* Aufgaben
• 1. Was bedeutet laut dem Text über Strategie und Psychologie im Poker eine Valuebet-Frequenz von 0 %?
• 2. Führen Sie den Text über Strategie und Psychologie im Poker im Anschluss an seinen letzten Satz weiter.

* Ausgewählter Textauszug
⁂
Bei Entscheidungen im Poker gibt es zwei primäre Aspekte – Strategie und Psychologie. Was ist der Unterschied zwischen ihnen? Wenn man gut darüber nachdenkt, spürt man den Unterschied, aber es ist schwer, ihn in Worte zu fassen. Wie könnte man ihn definieren?
Einfach ausgedrückt: Strategie sind gute Grundlagen, und Psychologie ist das Verständnis dessen, was in den Köpfen der Menschen vor sich geht. Ein guter Anfang, aber wir könnten es besser machen.
Ja, die Psychologie untersucht, was in den Köpfen der Menschen vor sich geht, und der Grund, warum wir in die Köpfe anderer „eindringen“ wollen, ist, dass wir ihre Spieltaktik vorhersagen wollen. Strategie ermöglicht es uns, die Entscheidungen anderer auszunutzen, und Psychologie ermöglicht es uns, sie überhaupt erst vorherzusagen. Man kann einen Spieler nicht ausnutzen, wenn man nicht weiß, was er vorhat. Aber nur zu wissen, was der Gegner tun wird, garantiert noch nicht, dass man dies maximal ausnutzen kann.
Kurz gesagt, Strategie dient statisch, sie ist algorithmisch, während Psychologie instabil ist. Sie ermöglicht es, die Strategie und ihre auf Beobachtungen basierenden Veränderungen vorherzusehen und zu antizipieren. Weder Strategie noch Psychologie können ohne einander existieren.
Die Rolle der Psychologie im Poker können wir noch weiter eingrenzen. In früheren Artikeln haben wir darüber gesprochen, wie man die Bluff- und Valuebet-Ranges kombiniert. Du könntest zu dem Schluss gekommen sein, dass die Frequenzen von Valuebet und Bluff im Wesentlichen dasselbe sind und dass du, um sie zu manipulieren, einfach die eine erhöhen und die andere verringern solltest. In Wirklichkeit ist es etwas komplizierter.
Zu sagen, dass deine Bluff-Frequenz gleich 0% ist, ist einfach eine andere Art zu sagen, dass du selbst dann, wenn du die Möglichkeit zum Bluffen hast, diese nicht nutzt. Fast immer wirst du in einer bestimmten Situation Hände haben, mit denen du bluffen kannst. Also zu sagen, dass die Bluff-Frequenz gleich 0% ist, bedeutet, dass du dich weigerst zu bluffen. Andererseits bedeutet eine Valuebet-Frequenz von 0%, dass du in dieser Situation keine Value-Hände hast. Wenn du eine Value-Hand hast, musst du keine Entscheidung treffen, ob du eine Valuebet machst oder nicht, du machst sie immer, zum Beispiel wenn du ein Set oder ein Top-Paar hast (abgesehen von dünnen Valuebets).
⁂
* Bereitgestellte Daten
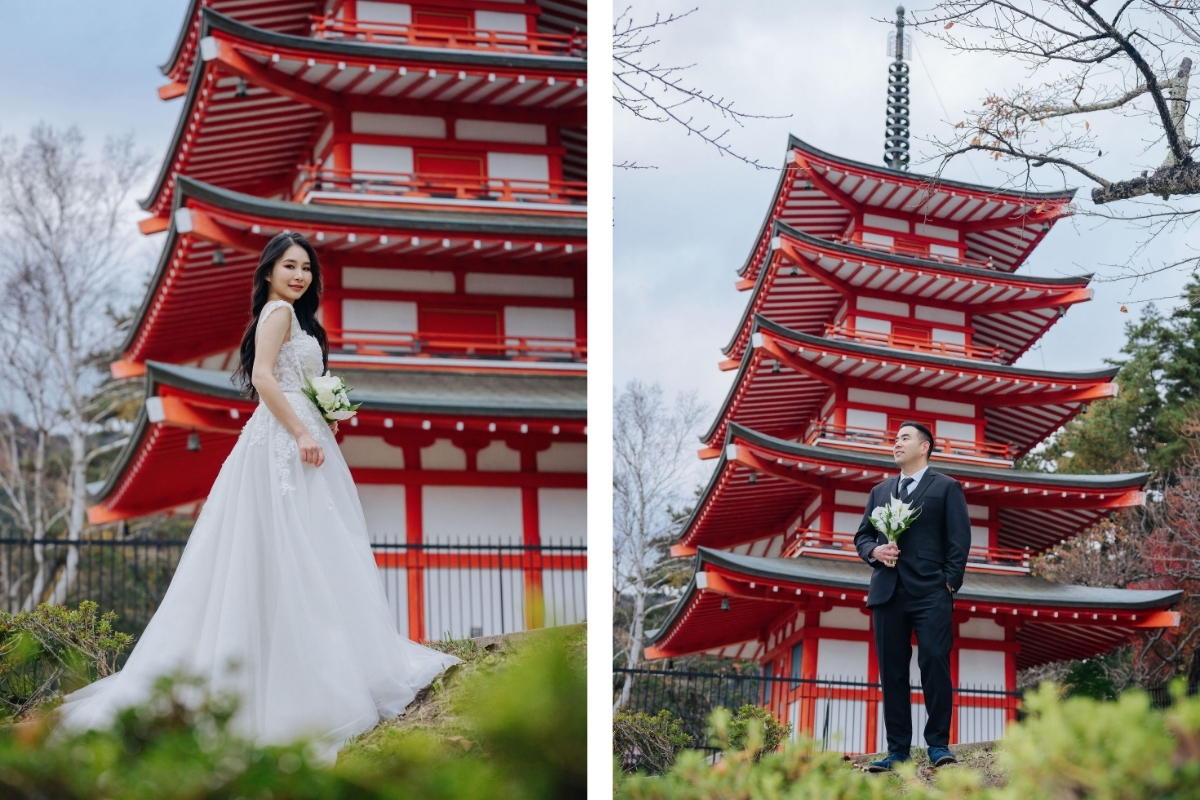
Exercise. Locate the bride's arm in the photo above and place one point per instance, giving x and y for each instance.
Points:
⁂
* Antworten je Aufgabe
• 1. Sie bedeutet, dass man in dieser Situation keine Value-Hände hat.

• 2.
Angenommen, du möchtest dein Gleichgewicht in einer bestimmten Situation ändern. Die Bluff-Frequenz kannst du schnell ändern, da diese Frequenz mehr oder weniger eine Frage der Wahl ist. Sie ist lokal. Du kannst einfach entscheiden, dass du in dieser Situation mehr bluffen wirst und dann einfach die Aktionen ausführen, es gibt keine äußeren Faktoren, die du berücksichtigen musst. Wenn du jedoch die Anzahl der Valuebets erhöhen möchtest, kannst du das nicht einfach so tun. Denke an den „Holzstapel“ (den du für den Bau deines Pokerbootes erhalten hast), deine Ressourcen an guten Händen. Sie sind endlich und begrenzt. Wenn du derzeit keine hast, musst du „Holz“ von woanders nehmen und das, was du hast, umverteilen. Also die Erhöhung der Valuebet-Frequenz ist nicht lokal, sie ist systematisch, da du Änderungen in anderen Bereichen deines Spiels vornehmen musst, um die benötigten Ressourcen zu erhalten. Diese Hände musst du von woanders entfernen, um sie hier zu verwenden.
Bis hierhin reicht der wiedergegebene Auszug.